» Problem description
In the text on command-line tool design, what two meanings does a user expect the -v flag to have?

» Page
::::
Nota bene: A good CLI respects conventions, provides helpful errors, and feels intuitive. Bad CLIs are technically correct but frustrating to use.

Why CLI UX matters

GUIs are discoverable. Menus and buttons show what's possible. CLIs aren't - you must know or guess commands.

This makes conventions critical. When a user types mytool --help, they expect help. When they use -v, they expect either "verbose" or "version". Breaking conventions creates friction.

Good CLIs follow the principle of least surprise. Common flags work as expected. Error messages are helpful, not cryptic. Output is readable.

The mental model: CLIs are conversations between user and tool. The user gives commands, the tool responds. Make that conversation natural.

The problem argument parsing solves

Without a parsing library, you handle sys.argv manually:

import sys
args = sys.argv[1:]  # Skip script name

Now what? Is args[0] a command, a flag, or a value? Does -v take a value or is it boolean? How do you handle --config=file.json vs --config file.json?

You end up writing parsing logic, validation, error handling, help text generation. This is undifferentiated work - every CLI needs it, it's not specific to your tool's purpose.
::::
» Given entries
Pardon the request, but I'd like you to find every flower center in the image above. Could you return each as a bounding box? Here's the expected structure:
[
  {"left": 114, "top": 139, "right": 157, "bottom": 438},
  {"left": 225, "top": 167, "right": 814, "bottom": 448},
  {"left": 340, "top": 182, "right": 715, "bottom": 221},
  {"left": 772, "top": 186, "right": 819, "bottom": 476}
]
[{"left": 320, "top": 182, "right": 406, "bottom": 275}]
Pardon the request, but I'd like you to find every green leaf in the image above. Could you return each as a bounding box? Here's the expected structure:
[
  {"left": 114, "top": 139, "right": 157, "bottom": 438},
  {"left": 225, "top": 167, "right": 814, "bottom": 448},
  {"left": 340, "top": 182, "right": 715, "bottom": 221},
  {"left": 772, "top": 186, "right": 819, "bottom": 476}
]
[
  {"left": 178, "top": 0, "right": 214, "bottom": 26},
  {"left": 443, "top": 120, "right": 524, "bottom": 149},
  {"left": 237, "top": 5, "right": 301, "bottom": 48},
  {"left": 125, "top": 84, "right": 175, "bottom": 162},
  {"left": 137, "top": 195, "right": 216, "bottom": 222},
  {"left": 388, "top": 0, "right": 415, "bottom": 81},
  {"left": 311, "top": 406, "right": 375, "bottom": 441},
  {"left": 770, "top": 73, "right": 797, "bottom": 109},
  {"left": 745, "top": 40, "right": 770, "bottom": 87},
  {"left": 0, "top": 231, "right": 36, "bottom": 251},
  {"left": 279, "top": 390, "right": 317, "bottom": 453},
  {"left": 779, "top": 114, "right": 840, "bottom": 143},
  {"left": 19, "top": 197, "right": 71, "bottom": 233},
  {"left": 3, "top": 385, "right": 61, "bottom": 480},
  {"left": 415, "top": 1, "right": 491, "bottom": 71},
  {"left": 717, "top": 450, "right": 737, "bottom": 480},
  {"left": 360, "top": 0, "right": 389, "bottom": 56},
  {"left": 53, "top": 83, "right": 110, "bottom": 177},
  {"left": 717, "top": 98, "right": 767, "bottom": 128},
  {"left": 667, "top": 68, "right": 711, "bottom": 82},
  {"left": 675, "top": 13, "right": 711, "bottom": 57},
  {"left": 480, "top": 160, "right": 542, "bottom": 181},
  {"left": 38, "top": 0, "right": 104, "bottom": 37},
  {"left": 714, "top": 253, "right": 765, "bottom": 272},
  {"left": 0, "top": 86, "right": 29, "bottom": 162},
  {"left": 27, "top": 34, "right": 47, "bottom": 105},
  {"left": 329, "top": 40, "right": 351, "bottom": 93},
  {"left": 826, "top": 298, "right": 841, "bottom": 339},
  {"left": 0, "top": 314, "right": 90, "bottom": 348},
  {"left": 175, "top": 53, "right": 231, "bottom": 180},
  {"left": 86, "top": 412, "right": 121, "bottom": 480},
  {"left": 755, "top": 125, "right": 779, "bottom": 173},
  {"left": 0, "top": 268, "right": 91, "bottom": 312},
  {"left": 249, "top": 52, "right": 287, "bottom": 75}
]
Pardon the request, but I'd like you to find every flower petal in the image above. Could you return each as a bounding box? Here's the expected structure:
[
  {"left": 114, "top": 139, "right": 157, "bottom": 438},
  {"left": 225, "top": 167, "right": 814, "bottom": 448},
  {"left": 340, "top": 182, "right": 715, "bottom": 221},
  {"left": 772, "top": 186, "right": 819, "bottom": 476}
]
::::
» Task result
Either "verbose" or "version".